• **YOUR INSTRUCTIONS**
Take each line below that has "flybridge" and copy it.

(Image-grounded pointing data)

◇ ◇ ◇

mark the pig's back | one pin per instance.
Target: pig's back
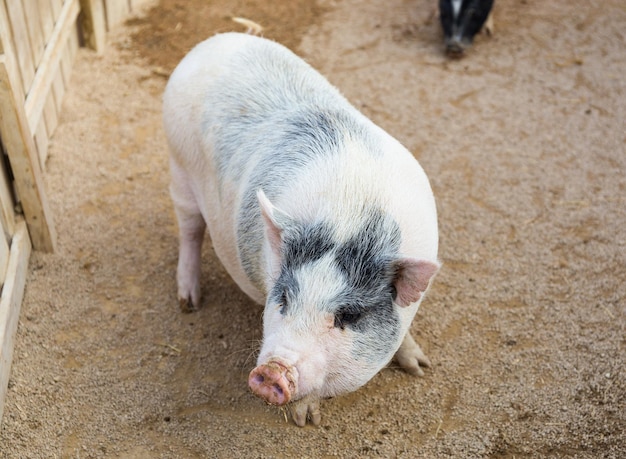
(255, 116)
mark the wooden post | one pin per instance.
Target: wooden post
(20, 147)
(94, 24)
(11, 302)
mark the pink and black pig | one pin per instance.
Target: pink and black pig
(461, 20)
(315, 212)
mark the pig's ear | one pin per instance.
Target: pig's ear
(412, 278)
(274, 220)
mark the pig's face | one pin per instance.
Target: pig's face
(335, 333)
(336, 308)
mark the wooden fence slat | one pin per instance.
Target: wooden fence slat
(35, 33)
(10, 304)
(94, 24)
(46, 18)
(6, 48)
(116, 12)
(21, 42)
(18, 141)
(36, 97)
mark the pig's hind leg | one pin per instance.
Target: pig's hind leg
(191, 227)
(410, 356)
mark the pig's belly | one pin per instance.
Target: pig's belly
(220, 217)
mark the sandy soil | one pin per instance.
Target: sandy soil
(524, 141)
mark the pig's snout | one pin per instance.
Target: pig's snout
(273, 382)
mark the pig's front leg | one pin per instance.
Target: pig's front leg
(410, 356)
(306, 408)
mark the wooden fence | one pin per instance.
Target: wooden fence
(38, 43)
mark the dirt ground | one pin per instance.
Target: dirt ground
(524, 141)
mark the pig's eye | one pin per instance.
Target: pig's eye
(393, 291)
(282, 302)
(346, 318)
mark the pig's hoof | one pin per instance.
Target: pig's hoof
(306, 409)
(410, 357)
(186, 305)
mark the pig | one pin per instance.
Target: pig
(461, 20)
(314, 211)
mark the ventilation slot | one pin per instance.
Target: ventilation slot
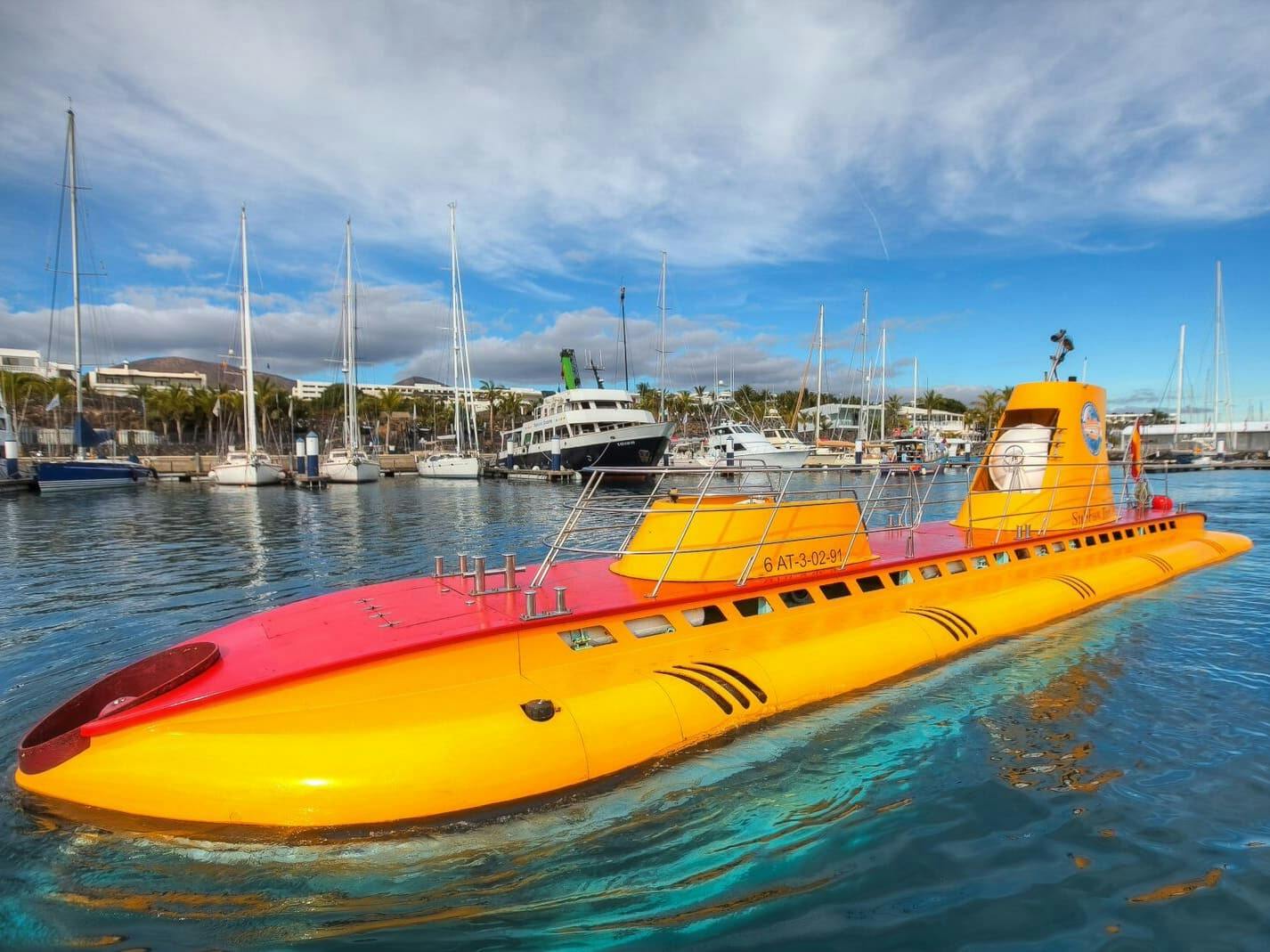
(1216, 546)
(733, 673)
(951, 622)
(724, 704)
(1079, 585)
(721, 682)
(957, 618)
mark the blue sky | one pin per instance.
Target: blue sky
(989, 172)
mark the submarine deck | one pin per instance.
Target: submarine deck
(372, 622)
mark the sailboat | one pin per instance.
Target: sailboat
(461, 462)
(349, 463)
(83, 472)
(248, 466)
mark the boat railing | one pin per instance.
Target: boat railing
(606, 516)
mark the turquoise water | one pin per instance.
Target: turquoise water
(1105, 779)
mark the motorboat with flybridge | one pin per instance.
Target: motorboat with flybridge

◇ ◇ ◇

• **ANSWER TO THE PROBLEM**
mark the motorboat with flybridge | one pin per instance.
Target: motorboat with flybridge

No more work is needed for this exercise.